━━━ TASK INPUTS ━━━
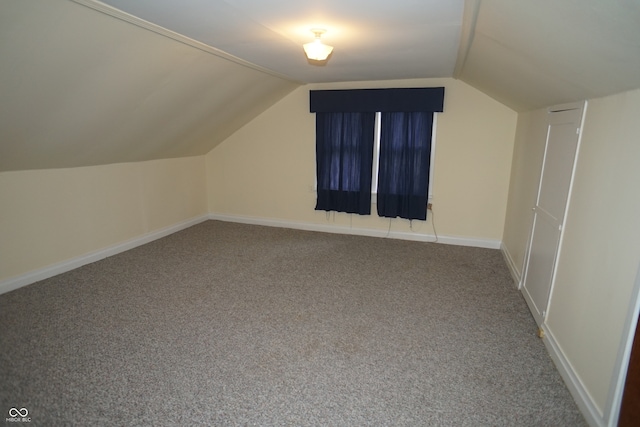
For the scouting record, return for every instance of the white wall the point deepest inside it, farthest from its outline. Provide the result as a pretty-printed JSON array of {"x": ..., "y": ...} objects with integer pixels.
[
  {"x": 600, "y": 255},
  {"x": 54, "y": 215},
  {"x": 267, "y": 169}
]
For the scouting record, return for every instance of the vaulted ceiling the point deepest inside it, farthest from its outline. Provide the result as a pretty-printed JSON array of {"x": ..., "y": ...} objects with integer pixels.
[{"x": 84, "y": 82}]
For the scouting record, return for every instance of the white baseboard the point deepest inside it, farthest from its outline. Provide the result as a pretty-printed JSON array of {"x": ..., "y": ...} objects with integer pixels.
[
  {"x": 583, "y": 399},
  {"x": 326, "y": 228},
  {"x": 517, "y": 276},
  {"x": 64, "y": 266}
]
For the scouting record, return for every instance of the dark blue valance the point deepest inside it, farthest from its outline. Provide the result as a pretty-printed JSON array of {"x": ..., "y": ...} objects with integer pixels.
[{"x": 429, "y": 99}]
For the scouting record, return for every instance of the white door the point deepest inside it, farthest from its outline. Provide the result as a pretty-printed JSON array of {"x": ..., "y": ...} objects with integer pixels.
[{"x": 563, "y": 135}]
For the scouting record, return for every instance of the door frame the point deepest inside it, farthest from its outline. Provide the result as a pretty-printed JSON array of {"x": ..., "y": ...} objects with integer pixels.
[{"x": 581, "y": 105}]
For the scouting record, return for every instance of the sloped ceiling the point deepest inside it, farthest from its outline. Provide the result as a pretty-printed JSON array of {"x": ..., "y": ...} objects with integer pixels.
[
  {"x": 86, "y": 83},
  {"x": 81, "y": 88},
  {"x": 532, "y": 54}
]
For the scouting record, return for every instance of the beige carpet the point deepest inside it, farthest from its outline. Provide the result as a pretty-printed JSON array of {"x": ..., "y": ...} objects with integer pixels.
[{"x": 228, "y": 324}]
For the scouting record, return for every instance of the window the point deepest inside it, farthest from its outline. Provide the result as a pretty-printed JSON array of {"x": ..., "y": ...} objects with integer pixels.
[
  {"x": 376, "y": 158},
  {"x": 350, "y": 166}
]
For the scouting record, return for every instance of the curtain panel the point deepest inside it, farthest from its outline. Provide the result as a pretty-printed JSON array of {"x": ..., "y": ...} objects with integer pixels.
[
  {"x": 344, "y": 158},
  {"x": 403, "y": 169}
]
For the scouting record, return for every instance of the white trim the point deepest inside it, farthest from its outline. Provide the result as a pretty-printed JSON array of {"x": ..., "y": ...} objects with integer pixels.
[
  {"x": 150, "y": 26},
  {"x": 624, "y": 354},
  {"x": 580, "y": 394},
  {"x": 325, "y": 228},
  {"x": 515, "y": 274},
  {"x": 73, "y": 263}
]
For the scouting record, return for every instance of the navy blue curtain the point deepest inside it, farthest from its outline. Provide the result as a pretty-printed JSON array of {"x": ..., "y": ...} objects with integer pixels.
[
  {"x": 403, "y": 174},
  {"x": 344, "y": 157}
]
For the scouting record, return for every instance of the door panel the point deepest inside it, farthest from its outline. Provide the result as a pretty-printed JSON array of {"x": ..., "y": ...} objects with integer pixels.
[
  {"x": 551, "y": 204},
  {"x": 542, "y": 258},
  {"x": 558, "y": 163}
]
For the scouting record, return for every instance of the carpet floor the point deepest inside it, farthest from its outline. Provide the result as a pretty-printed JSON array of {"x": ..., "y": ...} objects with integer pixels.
[{"x": 228, "y": 324}]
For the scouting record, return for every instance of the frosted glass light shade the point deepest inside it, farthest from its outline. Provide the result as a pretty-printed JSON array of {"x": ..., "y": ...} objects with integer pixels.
[{"x": 317, "y": 51}]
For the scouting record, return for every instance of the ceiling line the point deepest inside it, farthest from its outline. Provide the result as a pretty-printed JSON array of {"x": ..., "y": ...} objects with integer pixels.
[
  {"x": 468, "y": 30},
  {"x": 141, "y": 23}
]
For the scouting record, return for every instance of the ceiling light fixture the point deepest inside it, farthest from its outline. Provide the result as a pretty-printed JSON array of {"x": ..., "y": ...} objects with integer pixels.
[{"x": 316, "y": 50}]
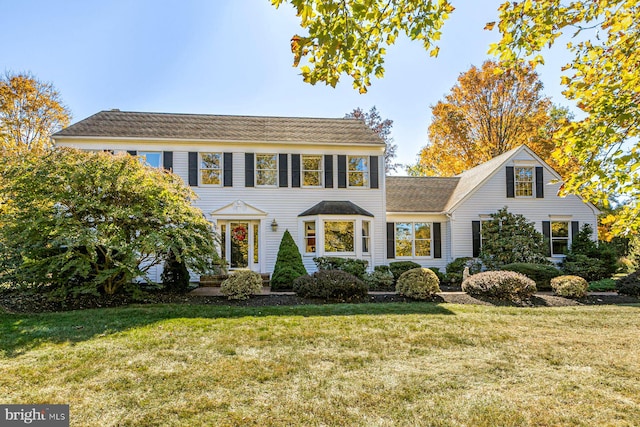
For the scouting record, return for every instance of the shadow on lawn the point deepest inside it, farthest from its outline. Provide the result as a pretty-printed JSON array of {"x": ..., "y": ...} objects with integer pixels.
[{"x": 22, "y": 332}]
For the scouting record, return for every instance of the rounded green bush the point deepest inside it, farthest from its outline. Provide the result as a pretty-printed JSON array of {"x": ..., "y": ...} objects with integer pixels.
[
  {"x": 570, "y": 286},
  {"x": 418, "y": 283},
  {"x": 241, "y": 284},
  {"x": 500, "y": 284},
  {"x": 330, "y": 285}
]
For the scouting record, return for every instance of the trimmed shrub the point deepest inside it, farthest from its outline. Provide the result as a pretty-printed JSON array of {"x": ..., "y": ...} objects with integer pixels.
[
  {"x": 380, "y": 280},
  {"x": 241, "y": 284},
  {"x": 500, "y": 284},
  {"x": 175, "y": 275},
  {"x": 330, "y": 285},
  {"x": 357, "y": 267},
  {"x": 629, "y": 285},
  {"x": 541, "y": 274},
  {"x": 399, "y": 267},
  {"x": 289, "y": 264},
  {"x": 418, "y": 283},
  {"x": 569, "y": 286},
  {"x": 588, "y": 259},
  {"x": 455, "y": 268}
]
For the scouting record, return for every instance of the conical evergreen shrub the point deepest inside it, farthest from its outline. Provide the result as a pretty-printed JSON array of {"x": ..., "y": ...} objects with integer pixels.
[{"x": 289, "y": 264}]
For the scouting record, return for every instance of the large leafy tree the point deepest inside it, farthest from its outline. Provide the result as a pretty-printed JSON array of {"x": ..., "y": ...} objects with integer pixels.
[
  {"x": 383, "y": 128},
  {"x": 89, "y": 222},
  {"x": 486, "y": 114},
  {"x": 602, "y": 77},
  {"x": 30, "y": 111}
]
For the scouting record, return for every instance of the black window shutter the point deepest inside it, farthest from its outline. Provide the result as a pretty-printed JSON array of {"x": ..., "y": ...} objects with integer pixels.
[
  {"x": 546, "y": 231},
  {"x": 342, "y": 171},
  {"x": 328, "y": 171},
  {"x": 575, "y": 229},
  {"x": 475, "y": 233},
  {"x": 437, "y": 240},
  {"x": 511, "y": 190},
  {"x": 167, "y": 160},
  {"x": 248, "y": 170},
  {"x": 227, "y": 174},
  {"x": 295, "y": 170},
  {"x": 193, "y": 169},
  {"x": 391, "y": 240},
  {"x": 539, "y": 182},
  {"x": 283, "y": 173},
  {"x": 374, "y": 171}
]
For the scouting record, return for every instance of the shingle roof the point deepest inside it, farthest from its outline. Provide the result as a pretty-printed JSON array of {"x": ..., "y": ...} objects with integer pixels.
[
  {"x": 336, "y": 208},
  {"x": 124, "y": 124},
  {"x": 419, "y": 194}
]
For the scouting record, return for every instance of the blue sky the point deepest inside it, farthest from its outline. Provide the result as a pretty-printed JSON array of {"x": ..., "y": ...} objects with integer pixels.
[{"x": 230, "y": 57}]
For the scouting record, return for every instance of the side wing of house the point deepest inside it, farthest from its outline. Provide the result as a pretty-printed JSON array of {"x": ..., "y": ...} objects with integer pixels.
[{"x": 526, "y": 185}]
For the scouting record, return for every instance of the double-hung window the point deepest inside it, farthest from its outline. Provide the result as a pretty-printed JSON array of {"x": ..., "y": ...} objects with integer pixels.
[
  {"x": 151, "y": 158},
  {"x": 413, "y": 239},
  {"x": 211, "y": 168},
  {"x": 266, "y": 170},
  {"x": 559, "y": 237},
  {"x": 311, "y": 171},
  {"x": 523, "y": 181},
  {"x": 358, "y": 171}
]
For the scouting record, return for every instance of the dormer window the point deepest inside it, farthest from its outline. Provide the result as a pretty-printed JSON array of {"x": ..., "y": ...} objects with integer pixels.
[{"x": 524, "y": 181}]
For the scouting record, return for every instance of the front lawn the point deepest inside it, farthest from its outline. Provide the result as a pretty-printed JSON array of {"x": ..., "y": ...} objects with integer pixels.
[{"x": 362, "y": 364}]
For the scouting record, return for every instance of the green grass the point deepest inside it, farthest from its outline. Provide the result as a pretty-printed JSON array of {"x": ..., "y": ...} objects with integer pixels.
[{"x": 362, "y": 364}]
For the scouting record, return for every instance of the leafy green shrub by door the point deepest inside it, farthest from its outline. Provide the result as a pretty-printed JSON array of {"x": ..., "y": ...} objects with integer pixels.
[
  {"x": 289, "y": 264},
  {"x": 241, "y": 284},
  {"x": 418, "y": 283},
  {"x": 500, "y": 284},
  {"x": 330, "y": 285},
  {"x": 569, "y": 286},
  {"x": 399, "y": 267},
  {"x": 541, "y": 274}
]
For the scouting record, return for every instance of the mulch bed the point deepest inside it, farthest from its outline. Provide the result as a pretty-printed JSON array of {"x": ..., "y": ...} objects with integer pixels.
[{"x": 21, "y": 302}]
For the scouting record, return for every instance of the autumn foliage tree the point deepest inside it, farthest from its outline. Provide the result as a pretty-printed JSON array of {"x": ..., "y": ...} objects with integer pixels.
[
  {"x": 383, "y": 128},
  {"x": 30, "y": 111},
  {"x": 487, "y": 114}
]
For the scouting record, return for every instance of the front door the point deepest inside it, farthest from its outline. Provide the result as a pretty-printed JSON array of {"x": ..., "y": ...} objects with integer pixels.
[{"x": 241, "y": 244}]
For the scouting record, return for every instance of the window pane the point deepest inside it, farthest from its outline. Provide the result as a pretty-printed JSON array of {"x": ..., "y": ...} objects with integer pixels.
[
  {"x": 339, "y": 236},
  {"x": 310, "y": 236},
  {"x": 423, "y": 247},
  {"x": 423, "y": 230},
  {"x": 153, "y": 159}
]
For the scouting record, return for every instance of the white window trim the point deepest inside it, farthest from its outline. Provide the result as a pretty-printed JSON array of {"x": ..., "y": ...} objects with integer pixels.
[
  {"x": 255, "y": 169},
  {"x": 413, "y": 239},
  {"x": 367, "y": 173},
  {"x": 200, "y": 169},
  {"x": 320, "y": 171}
]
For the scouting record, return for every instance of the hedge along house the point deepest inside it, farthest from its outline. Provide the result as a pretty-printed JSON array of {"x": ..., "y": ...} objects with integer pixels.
[
  {"x": 433, "y": 220},
  {"x": 322, "y": 179}
]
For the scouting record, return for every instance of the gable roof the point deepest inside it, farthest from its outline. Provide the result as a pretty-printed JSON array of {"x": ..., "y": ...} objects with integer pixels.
[
  {"x": 126, "y": 124},
  {"x": 419, "y": 194}
]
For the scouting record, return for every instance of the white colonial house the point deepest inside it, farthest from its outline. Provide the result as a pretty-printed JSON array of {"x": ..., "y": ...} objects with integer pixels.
[{"x": 323, "y": 180}]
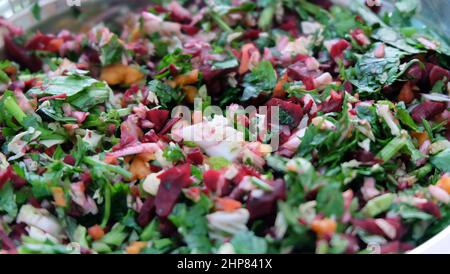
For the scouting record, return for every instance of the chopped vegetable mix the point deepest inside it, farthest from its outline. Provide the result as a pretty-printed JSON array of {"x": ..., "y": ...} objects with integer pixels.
[{"x": 96, "y": 151}]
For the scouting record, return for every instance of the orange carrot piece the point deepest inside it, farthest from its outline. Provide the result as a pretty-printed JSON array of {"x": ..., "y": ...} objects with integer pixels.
[{"x": 96, "y": 232}]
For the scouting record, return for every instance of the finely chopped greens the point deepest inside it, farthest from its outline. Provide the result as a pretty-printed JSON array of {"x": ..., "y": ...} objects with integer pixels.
[{"x": 93, "y": 161}]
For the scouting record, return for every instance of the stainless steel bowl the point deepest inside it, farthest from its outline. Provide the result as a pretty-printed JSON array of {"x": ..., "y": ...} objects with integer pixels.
[{"x": 57, "y": 15}]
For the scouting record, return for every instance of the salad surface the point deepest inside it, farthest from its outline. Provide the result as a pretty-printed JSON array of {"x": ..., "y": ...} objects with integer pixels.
[{"x": 94, "y": 159}]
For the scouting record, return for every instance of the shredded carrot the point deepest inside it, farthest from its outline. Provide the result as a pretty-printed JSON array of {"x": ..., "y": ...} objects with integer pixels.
[
  {"x": 444, "y": 183},
  {"x": 58, "y": 196},
  {"x": 146, "y": 156},
  {"x": 55, "y": 45},
  {"x": 136, "y": 247},
  {"x": 96, "y": 232},
  {"x": 227, "y": 204},
  {"x": 324, "y": 227},
  {"x": 245, "y": 58},
  {"x": 139, "y": 168},
  {"x": 279, "y": 91},
  {"x": 191, "y": 93},
  {"x": 187, "y": 78},
  {"x": 132, "y": 75}
]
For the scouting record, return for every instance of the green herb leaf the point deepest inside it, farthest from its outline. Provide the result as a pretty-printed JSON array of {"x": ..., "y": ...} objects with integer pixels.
[{"x": 262, "y": 79}]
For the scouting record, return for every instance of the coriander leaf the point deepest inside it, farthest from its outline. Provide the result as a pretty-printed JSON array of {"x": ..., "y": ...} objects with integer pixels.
[
  {"x": 330, "y": 200},
  {"x": 112, "y": 52},
  {"x": 167, "y": 96},
  {"x": 173, "y": 153},
  {"x": 181, "y": 61},
  {"x": 442, "y": 160},
  {"x": 8, "y": 200},
  {"x": 192, "y": 224},
  {"x": 97, "y": 93},
  {"x": 371, "y": 73},
  {"x": 262, "y": 79}
]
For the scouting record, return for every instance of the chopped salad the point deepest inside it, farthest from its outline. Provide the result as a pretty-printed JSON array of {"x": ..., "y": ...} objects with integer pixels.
[{"x": 93, "y": 159}]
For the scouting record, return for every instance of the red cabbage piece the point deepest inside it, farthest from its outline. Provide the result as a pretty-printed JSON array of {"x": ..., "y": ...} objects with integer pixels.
[
  {"x": 333, "y": 104},
  {"x": 294, "y": 111},
  {"x": 147, "y": 212},
  {"x": 158, "y": 117},
  {"x": 427, "y": 110},
  {"x": 172, "y": 181},
  {"x": 266, "y": 204}
]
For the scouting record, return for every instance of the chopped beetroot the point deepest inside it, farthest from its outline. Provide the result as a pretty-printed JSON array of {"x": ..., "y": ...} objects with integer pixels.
[
  {"x": 158, "y": 117},
  {"x": 7, "y": 242},
  {"x": 264, "y": 205},
  {"x": 190, "y": 30},
  {"x": 427, "y": 110},
  {"x": 337, "y": 49},
  {"x": 300, "y": 72},
  {"x": 215, "y": 181},
  {"x": 147, "y": 212},
  {"x": 415, "y": 73},
  {"x": 172, "y": 181},
  {"x": 150, "y": 137},
  {"x": 70, "y": 160},
  {"x": 5, "y": 175},
  {"x": 438, "y": 73},
  {"x": 333, "y": 104},
  {"x": 294, "y": 111},
  {"x": 245, "y": 171}
]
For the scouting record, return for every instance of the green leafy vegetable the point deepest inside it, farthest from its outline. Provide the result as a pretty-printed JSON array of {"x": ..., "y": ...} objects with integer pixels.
[{"x": 262, "y": 79}]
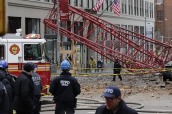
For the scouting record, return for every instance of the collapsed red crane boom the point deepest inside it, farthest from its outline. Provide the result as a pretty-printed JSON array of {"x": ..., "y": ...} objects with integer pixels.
[{"x": 132, "y": 49}]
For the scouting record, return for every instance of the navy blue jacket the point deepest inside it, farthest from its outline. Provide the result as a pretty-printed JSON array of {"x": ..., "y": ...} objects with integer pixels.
[
  {"x": 65, "y": 88},
  {"x": 123, "y": 109},
  {"x": 24, "y": 93}
]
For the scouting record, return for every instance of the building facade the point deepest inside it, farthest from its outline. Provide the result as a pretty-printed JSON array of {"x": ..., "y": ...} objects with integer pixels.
[
  {"x": 163, "y": 20},
  {"x": 136, "y": 15}
]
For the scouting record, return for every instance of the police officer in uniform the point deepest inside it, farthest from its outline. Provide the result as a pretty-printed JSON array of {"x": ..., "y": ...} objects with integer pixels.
[
  {"x": 8, "y": 81},
  {"x": 24, "y": 91},
  {"x": 65, "y": 88},
  {"x": 4, "y": 100},
  {"x": 37, "y": 90}
]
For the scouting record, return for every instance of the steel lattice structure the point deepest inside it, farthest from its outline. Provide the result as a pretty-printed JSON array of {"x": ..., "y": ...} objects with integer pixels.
[{"x": 111, "y": 41}]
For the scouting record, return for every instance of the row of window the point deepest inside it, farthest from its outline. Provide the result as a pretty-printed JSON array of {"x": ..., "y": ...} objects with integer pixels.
[
  {"x": 32, "y": 25},
  {"x": 130, "y": 7}
]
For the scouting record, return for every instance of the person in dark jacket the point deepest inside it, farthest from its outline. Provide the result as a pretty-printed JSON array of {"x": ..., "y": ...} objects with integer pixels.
[
  {"x": 8, "y": 81},
  {"x": 4, "y": 100},
  {"x": 37, "y": 90},
  {"x": 117, "y": 70},
  {"x": 114, "y": 103},
  {"x": 65, "y": 88},
  {"x": 24, "y": 91}
]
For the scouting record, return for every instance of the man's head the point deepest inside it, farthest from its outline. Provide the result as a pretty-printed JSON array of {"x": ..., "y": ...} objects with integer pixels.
[
  {"x": 28, "y": 67},
  {"x": 116, "y": 60},
  {"x": 65, "y": 65},
  {"x": 112, "y": 97}
]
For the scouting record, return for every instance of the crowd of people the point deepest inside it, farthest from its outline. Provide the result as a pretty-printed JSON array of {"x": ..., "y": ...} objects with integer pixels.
[{"x": 23, "y": 93}]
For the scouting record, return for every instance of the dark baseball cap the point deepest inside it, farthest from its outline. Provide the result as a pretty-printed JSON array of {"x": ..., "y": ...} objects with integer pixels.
[
  {"x": 28, "y": 67},
  {"x": 111, "y": 91}
]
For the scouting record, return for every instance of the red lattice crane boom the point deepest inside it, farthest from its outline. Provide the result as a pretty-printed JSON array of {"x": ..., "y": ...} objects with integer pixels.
[{"x": 132, "y": 49}]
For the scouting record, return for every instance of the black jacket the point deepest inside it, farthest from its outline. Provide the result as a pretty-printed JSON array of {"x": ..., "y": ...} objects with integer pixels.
[
  {"x": 123, "y": 109},
  {"x": 8, "y": 82},
  {"x": 65, "y": 88},
  {"x": 117, "y": 67},
  {"x": 37, "y": 84},
  {"x": 24, "y": 93},
  {"x": 4, "y": 100}
]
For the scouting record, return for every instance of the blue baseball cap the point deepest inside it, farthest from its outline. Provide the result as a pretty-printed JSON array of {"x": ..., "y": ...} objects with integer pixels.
[{"x": 111, "y": 91}]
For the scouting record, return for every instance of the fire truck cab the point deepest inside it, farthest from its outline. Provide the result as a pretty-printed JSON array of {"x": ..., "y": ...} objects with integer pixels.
[{"x": 18, "y": 50}]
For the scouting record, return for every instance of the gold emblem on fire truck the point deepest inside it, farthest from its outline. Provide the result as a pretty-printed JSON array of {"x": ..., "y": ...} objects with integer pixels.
[{"x": 14, "y": 49}]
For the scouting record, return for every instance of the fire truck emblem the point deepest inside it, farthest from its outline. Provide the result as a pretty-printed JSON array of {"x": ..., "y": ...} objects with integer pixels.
[{"x": 14, "y": 49}]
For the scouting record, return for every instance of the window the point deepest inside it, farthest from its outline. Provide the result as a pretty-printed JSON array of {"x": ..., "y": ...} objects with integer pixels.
[
  {"x": 32, "y": 26},
  {"x": 88, "y": 3},
  {"x": 32, "y": 52},
  {"x": 92, "y": 3},
  {"x": 142, "y": 8},
  {"x": 159, "y": 1},
  {"x": 75, "y": 2},
  {"x": 107, "y": 5},
  {"x": 124, "y": 7},
  {"x": 2, "y": 52},
  {"x": 13, "y": 24},
  {"x": 136, "y": 8},
  {"x": 159, "y": 15}
]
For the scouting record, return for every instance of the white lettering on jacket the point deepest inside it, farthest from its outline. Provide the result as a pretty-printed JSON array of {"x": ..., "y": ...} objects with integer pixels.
[
  {"x": 109, "y": 90},
  {"x": 64, "y": 82}
]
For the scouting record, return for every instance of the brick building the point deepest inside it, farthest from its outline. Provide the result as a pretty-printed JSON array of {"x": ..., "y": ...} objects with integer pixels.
[{"x": 163, "y": 17}]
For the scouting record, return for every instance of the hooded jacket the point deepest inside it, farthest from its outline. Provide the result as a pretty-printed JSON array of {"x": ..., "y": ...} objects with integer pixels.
[
  {"x": 123, "y": 109},
  {"x": 65, "y": 88}
]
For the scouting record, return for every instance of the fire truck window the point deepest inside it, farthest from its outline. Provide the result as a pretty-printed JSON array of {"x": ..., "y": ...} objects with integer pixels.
[
  {"x": 2, "y": 52},
  {"x": 32, "y": 52}
]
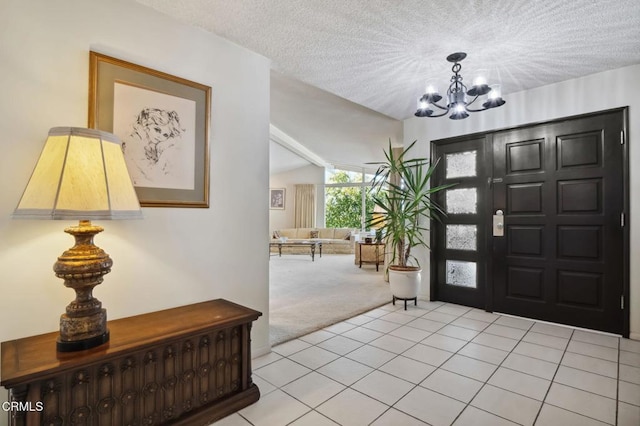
━━━
* [WRITTEN TASK]: State how many lines in the rows above contain the string "head". Reply with the number only.

* [TASK ANSWER]: 1